Data shown:

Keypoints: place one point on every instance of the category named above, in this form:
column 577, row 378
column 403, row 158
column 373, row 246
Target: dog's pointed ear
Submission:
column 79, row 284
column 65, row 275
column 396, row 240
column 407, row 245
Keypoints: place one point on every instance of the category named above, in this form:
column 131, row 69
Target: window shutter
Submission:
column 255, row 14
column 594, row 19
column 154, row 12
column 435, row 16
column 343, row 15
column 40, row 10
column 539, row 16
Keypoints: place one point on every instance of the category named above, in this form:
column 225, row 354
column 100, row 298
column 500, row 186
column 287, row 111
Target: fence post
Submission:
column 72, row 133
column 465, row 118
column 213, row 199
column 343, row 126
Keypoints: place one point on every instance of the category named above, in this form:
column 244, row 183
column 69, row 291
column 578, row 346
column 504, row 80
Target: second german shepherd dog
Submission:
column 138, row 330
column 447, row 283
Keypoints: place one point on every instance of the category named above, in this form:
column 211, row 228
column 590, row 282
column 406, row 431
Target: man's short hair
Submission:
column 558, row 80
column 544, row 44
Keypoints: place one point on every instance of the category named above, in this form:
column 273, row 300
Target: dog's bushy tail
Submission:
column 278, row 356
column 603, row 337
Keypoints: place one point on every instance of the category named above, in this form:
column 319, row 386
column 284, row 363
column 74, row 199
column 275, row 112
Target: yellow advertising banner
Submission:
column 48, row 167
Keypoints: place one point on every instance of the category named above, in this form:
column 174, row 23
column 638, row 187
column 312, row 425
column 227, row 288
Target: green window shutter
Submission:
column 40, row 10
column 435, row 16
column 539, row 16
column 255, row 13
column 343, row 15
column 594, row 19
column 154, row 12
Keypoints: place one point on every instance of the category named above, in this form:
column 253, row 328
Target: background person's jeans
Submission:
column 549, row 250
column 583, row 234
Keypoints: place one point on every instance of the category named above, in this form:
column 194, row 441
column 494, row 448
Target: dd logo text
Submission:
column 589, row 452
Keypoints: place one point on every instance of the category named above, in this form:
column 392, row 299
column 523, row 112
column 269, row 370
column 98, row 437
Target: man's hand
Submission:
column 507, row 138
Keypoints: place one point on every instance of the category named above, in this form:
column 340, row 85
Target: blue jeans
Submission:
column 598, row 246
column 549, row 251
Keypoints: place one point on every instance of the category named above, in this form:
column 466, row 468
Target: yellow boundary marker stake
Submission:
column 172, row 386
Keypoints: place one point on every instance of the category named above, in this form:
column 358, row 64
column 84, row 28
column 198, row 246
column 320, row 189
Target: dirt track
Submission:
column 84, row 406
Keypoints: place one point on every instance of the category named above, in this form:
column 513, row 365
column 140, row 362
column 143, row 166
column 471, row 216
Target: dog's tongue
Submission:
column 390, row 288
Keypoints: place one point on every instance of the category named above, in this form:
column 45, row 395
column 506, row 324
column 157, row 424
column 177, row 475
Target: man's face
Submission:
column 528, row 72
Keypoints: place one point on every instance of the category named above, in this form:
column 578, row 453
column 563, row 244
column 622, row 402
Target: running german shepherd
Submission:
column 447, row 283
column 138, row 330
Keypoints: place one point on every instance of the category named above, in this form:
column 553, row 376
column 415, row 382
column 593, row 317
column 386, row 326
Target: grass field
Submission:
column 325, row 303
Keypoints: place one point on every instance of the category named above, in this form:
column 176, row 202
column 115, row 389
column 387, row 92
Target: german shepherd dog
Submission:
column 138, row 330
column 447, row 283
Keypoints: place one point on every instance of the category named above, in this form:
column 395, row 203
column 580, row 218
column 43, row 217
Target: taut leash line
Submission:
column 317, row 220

Stated goal:
Format every line of the items above as a Markdown table with two columns, Row and Text. Put each line's position number under Row and the line itself under Text, and skip any blank lines.

Answer to the exercise:
| Row | Text |
|---|---|
| 1 | Keypoints: place one point on every instance of the category named above, in this form: |
| 2 | column 577, row 378 |
| 3 | column 403, row 158 |
| 4 | column 373, row 246 |
| 5 | Target: dog's pointed ear |
| 6 | Submission: |
| 7 | column 79, row 284 |
| 8 | column 65, row 275 |
| 9 | column 396, row 240 |
| 10 | column 407, row 245 |
| 11 | Keypoints: place one point on every instance of the category named above, in this form: |
| 12 | column 131, row 69 |
| 13 | Target: window shutter |
| 14 | Submission: |
| 15 | column 255, row 14 |
| 16 | column 594, row 19 |
| 17 | column 154, row 12 |
| 18 | column 435, row 16 |
| 19 | column 343, row 15 |
| 20 | column 40, row 10 |
| 21 | column 539, row 16 |
| 22 | Keypoints: place one point on every instance of the category named above, in this form: |
| 23 | column 225, row 354 |
| 24 | column 100, row 298 |
| 25 | column 500, row 186 |
| 26 | column 287, row 111 |
| 27 | Target: fence post |
| 28 | Submission: |
| 29 | column 72, row 133 |
| 30 | column 465, row 118 |
| 31 | column 213, row 199 |
| 32 | column 343, row 126 |
| 33 | Keypoints: place one point on every instance of the category named above, in this form: |
| 34 | column 244, row 183 |
| 35 | column 69, row 291 |
| 36 | column 578, row 346 |
| 37 | column 504, row 80 |
| 38 | Target: second german shepherd dog |
| 39 | Submission: |
| 40 | column 138, row 330 |
| 41 | column 447, row 283 |
| 42 | Keypoints: place one point on every instance of the category named above, in this form: |
| 43 | column 211, row 228 |
| 44 | column 590, row 282 |
| 45 | column 406, row 431 |
| 46 | Target: man's short hair |
| 47 | Submission: |
| 48 | column 558, row 80 |
| 49 | column 544, row 44 |
| 50 | Keypoints: place one point on every instance of the category named above, in this form: |
| 51 | column 273, row 300 |
| 52 | Target: dog's bushy tail |
| 53 | Submission: |
| 54 | column 278, row 356 |
| 55 | column 603, row 337 |
| 56 | Keypoints: place one point on every instance of the category named above, in this form: |
| 57 | column 319, row 386 |
| 58 | column 284, row 363 |
| 59 | column 74, row 199 |
| 60 | column 275, row 112 |
| 61 | Target: yellow advertising banner |
| 62 | Submission: |
| 63 | column 48, row 167 |
| 64 | Keypoints: place one point on every instance of the category named above, in this form: |
| 65 | column 174, row 23 |
| 66 | column 638, row 187 |
| 67 | column 312, row 425 |
| 68 | column 227, row 288 |
| 69 | Target: green window shutter |
| 70 | Submission: |
| 71 | column 40, row 10 |
| 72 | column 435, row 16 |
| 73 | column 539, row 16 |
| 74 | column 255, row 13 |
| 75 | column 343, row 15 |
| 76 | column 594, row 19 |
| 77 | column 154, row 12 |
| 78 | Keypoints: place one point on every instance of the category named above, in this form: |
| 79 | column 253, row 328 |
| 80 | Target: background person's jeans |
| 81 | Submission: |
| 82 | column 549, row 250 |
| 83 | column 583, row 234 |
| 84 | Keypoints: place one point on every instance of the category named above, in this form: |
| 85 | column 194, row 441 |
| 86 | column 494, row 448 |
| 87 | Target: dd logo text |
| 88 | Submission: |
| 89 | column 589, row 452 |
| 90 | Keypoints: place one point on every instance of the category named above, in this form: |
| 91 | column 392, row 299 |
| 92 | column 523, row 112 |
| 93 | column 269, row 370 |
| 94 | column 98, row 437 |
| 95 | Target: man's hand |
| 96 | Submission: |
| 97 | column 507, row 138 |
| 98 | Keypoints: place one point on every instance of the category named above, in this form: |
| 99 | column 340, row 85 |
| 100 | Target: blue jeans |
| 101 | Submission: |
| 102 | column 598, row 246 |
| 103 | column 549, row 251 |
| 104 | Keypoints: place one point on every instance of the category named above, in this form: |
| 105 | column 466, row 468 |
| 106 | Target: yellow boundary marker stake |
| 107 | Submission: |
| 108 | column 172, row 386 |
| 109 | Keypoints: place one point on every instance of the category named above, in this form: |
| 110 | column 358, row 64 |
| 111 | column 84, row 28 |
| 112 | column 198, row 246 |
| 113 | column 320, row 189 |
| 114 | Target: dirt track |
| 115 | Submission: |
| 116 | column 84, row 406 |
| 117 | Keypoints: place one point on every instance of the category named above, in this form: |
| 118 | column 513, row 365 |
| 119 | column 140, row 362 |
| 120 | column 143, row 166 |
| 121 | column 471, row 216 |
| 122 | Target: dog's tongue |
| 123 | Submission: |
| 124 | column 390, row 288 |
| 125 | Keypoints: place one point on every instance of the category named above, in this form: |
| 126 | column 45, row 395 |
| 127 | column 506, row 324 |
| 128 | column 157, row 424 |
| 129 | column 177, row 475 |
| 130 | Target: man's face |
| 131 | Submission: |
| 132 | column 528, row 72 |
| 133 | Keypoints: place one point on every instance of the category named above, in this form: |
| 134 | column 578, row 453 |
| 135 | column 563, row 244 |
| 136 | column 622, row 402 |
| 137 | Target: running german shepherd |
| 138 | Submission: |
| 139 | column 447, row 283 |
| 140 | column 138, row 330 |
| 141 | Keypoints: place one point on every instance of the category named above, in this form: |
| 142 | column 553, row 376 |
| 143 | column 415, row 382 |
| 144 | column 593, row 317 |
| 145 | column 386, row 326 |
| 146 | Target: grass field |
| 147 | Submission: |
| 148 | column 325, row 303 |
| 149 | Keypoints: place one point on every instance of the category named above, in this form: |
| 150 | column 176, row 202 |
| 151 | column 115, row 389 |
| 152 | column 387, row 92 |
| 153 | Target: german shepherd dog |
| 154 | Submission: |
| 155 | column 138, row 330 |
| 156 | column 447, row 283 |
| 157 | Keypoints: place one point on every instance of the category named above, in this form: |
| 158 | column 395, row 203 |
| 159 | column 580, row 218 |
| 160 | column 43, row 217 |
| 161 | Target: taut leash line |
| 162 | Submission: |
| 163 | column 317, row 220 |